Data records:
┌────────

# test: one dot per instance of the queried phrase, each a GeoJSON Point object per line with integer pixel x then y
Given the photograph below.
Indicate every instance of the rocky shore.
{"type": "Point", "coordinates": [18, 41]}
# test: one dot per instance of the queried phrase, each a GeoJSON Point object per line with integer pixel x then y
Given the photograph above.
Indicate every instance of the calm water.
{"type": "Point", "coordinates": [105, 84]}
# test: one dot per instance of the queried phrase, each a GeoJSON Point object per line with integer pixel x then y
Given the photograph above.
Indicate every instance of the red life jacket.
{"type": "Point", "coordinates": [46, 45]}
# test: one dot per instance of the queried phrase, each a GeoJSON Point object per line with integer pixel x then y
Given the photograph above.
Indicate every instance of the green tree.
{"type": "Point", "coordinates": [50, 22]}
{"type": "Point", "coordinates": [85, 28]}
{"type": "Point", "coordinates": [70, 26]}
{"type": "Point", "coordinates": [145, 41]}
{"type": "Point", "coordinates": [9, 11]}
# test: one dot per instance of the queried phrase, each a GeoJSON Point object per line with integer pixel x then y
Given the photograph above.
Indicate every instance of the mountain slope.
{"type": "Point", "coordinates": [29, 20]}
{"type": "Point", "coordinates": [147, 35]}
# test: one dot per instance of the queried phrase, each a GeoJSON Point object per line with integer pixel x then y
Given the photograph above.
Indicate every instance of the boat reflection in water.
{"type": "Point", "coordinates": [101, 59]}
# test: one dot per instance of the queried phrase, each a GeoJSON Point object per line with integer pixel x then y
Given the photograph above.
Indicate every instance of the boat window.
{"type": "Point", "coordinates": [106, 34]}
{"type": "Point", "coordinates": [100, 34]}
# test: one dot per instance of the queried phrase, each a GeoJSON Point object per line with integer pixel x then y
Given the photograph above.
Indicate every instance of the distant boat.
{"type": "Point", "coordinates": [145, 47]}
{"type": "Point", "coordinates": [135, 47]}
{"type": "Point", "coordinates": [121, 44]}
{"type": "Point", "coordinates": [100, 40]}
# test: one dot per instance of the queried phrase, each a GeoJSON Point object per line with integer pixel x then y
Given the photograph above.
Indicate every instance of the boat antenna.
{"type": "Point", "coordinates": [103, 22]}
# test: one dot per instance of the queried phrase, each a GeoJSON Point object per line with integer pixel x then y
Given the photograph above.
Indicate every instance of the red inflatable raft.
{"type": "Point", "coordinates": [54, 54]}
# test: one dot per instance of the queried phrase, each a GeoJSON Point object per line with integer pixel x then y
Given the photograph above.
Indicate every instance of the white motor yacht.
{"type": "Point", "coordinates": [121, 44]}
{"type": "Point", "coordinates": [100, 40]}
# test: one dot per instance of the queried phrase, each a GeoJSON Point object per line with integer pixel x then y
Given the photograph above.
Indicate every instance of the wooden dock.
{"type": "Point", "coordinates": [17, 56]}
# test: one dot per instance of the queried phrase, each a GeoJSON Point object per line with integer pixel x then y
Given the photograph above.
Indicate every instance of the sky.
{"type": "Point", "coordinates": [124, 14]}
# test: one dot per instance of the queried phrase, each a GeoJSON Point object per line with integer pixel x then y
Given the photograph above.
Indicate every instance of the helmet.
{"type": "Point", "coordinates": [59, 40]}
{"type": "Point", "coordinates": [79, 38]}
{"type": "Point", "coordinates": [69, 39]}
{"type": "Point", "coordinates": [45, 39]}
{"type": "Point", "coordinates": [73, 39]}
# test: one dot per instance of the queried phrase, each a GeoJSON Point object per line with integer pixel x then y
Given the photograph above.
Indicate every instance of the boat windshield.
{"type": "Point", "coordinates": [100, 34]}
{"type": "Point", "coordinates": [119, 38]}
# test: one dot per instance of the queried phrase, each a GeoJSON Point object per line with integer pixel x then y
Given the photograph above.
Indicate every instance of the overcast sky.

└────────

• Problem to work on: Retype every record above exactly as it appears.

• In response:
# test: one dot per instance of the queried phrase, each a GeoJSON Point object per line with integer pixel x then y
Given the photograph below.
Indicate every instance of the rocky shore.
{"type": "Point", "coordinates": [18, 41]}
# test: one dot per instance of the queried phrase, each a GeoJSON Point object per line with integer pixel x then y
Given the photograph above.
Indicate every instance of the calm water.
{"type": "Point", "coordinates": [105, 84]}
# test: one dot per instance of the queried phrase, each a GeoJSON Point object per line with integer pixel x then y
Given the photograph above.
Indicate every instance of the red life jacket.
{"type": "Point", "coordinates": [46, 45]}
# test: one dot per instance of the queried phrase, each a GeoJSON Point object per line with integer pixel x then y
Given the photograph above.
Indicate every instance of the green tree.
{"type": "Point", "coordinates": [50, 22]}
{"type": "Point", "coordinates": [85, 28]}
{"type": "Point", "coordinates": [70, 26]}
{"type": "Point", "coordinates": [145, 41]}
{"type": "Point", "coordinates": [9, 11]}
# test: one dot per instance of the queried phrase, each a GeoJSON Point object per line with integer pixel x then y
Given the photograph above.
Indicate every instance of the mountain slope.
{"type": "Point", "coordinates": [29, 20]}
{"type": "Point", "coordinates": [147, 35]}
# test: one dot per instance of the queried phrase, each a GeoJSON Point object per line with integer pixel x then y
Given the photograph above.
Indicate every instance of the boat reflection in water.
{"type": "Point", "coordinates": [101, 59]}
# test: one dot per instance of the queried phrase, each a GeoJSON Point object per line with integer pixel x then y
Given the photograph above.
Indicate every instance of the boat window.
{"type": "Point", "coordinates": [106, 34]}
{"type": "Point", "coordinates": [100, 34]}
# test: one dot per instance of the queried phrase, each a GeoJSON Point object per line with integer pixel x then y
Given the photograph above.
Indicate every instance of the distant boat.
{"type": "Point", "coordinates": [145, 47]}
{"type": "Point", "coordinates": [135, 47]}
{"type": "Point", "coordinates": [121, 44]}
{"type": "Point", "coordinates": [100, 40]}
# test: one dot per instance of the queried phrase, each a GeoJSON Point object per line with integer pixel x then y
Given the photograph above.
Indicate every instance of the boat antenna.
{"type": "Point", "coordinates": [103, 22]}
# test: one dot per instance of the queried phrase, each a GeoJSON Point object per line with integer pixel x then y
Given the photograph above.
Indicate every instance of the red inflatable raft.
{"type": "Point", "coordinates": [54, 54]}
# test: one dot per instance of the queried phrase, each a GeoJSON Point object per line with integer pixel x then y
Given the photograph above.
Indicate every instance of the white motor yacht.
{"type": "Point", "coordinates": [121, 44]}
{"type": "Point", "coordinates": [100, 40]}
# test: one dot per instance of the queried phrase, each a GeoJSON Point object per line with integer pixel x then y
Given the photograph above.
Indicate every instance of the wooden dock.
{"type": "Point", "coordinates": [17, 56]}
# test: one dot per instance of the queried phrase, each a GeoJSON Point object per line with integer pixel x then y
Given the photograph above.
Indicate every instance of the sky.
{"type": "Point", "coordinates": [124, 14]}
# test: one dot per instance of the queried phrase, each a GeoJSON Point object per line with integer pixel x then y
Given the photograph above.
Indicate every instance of the helmet.
{"type": "Point", "coordinates": [59, 40]}
{"type": "Point", "coordinates": [79, 38]}
{"type": "Point", "coordinates": [69, 39]}
{"type": "Point", "coordinates": [45, 39]}
{"type": "Point", "coordinates": [73, 39]}
# test: one dot per instance of the queried phrase, each a GeoJSON Point object per line with integer pixel x then y
Given the photograph above.
Indicate every instance of the boat windshield.
{"type": "Point", "coordinates": [100, 34]}
{"type": "Point", "coordinates": [119, 38]}
# test: one dot per instance of the queried phrase, each a GeoJSON Point object per line with integer pixel x then y
Given the photograph above.
Indicate every instance of the overcast sky.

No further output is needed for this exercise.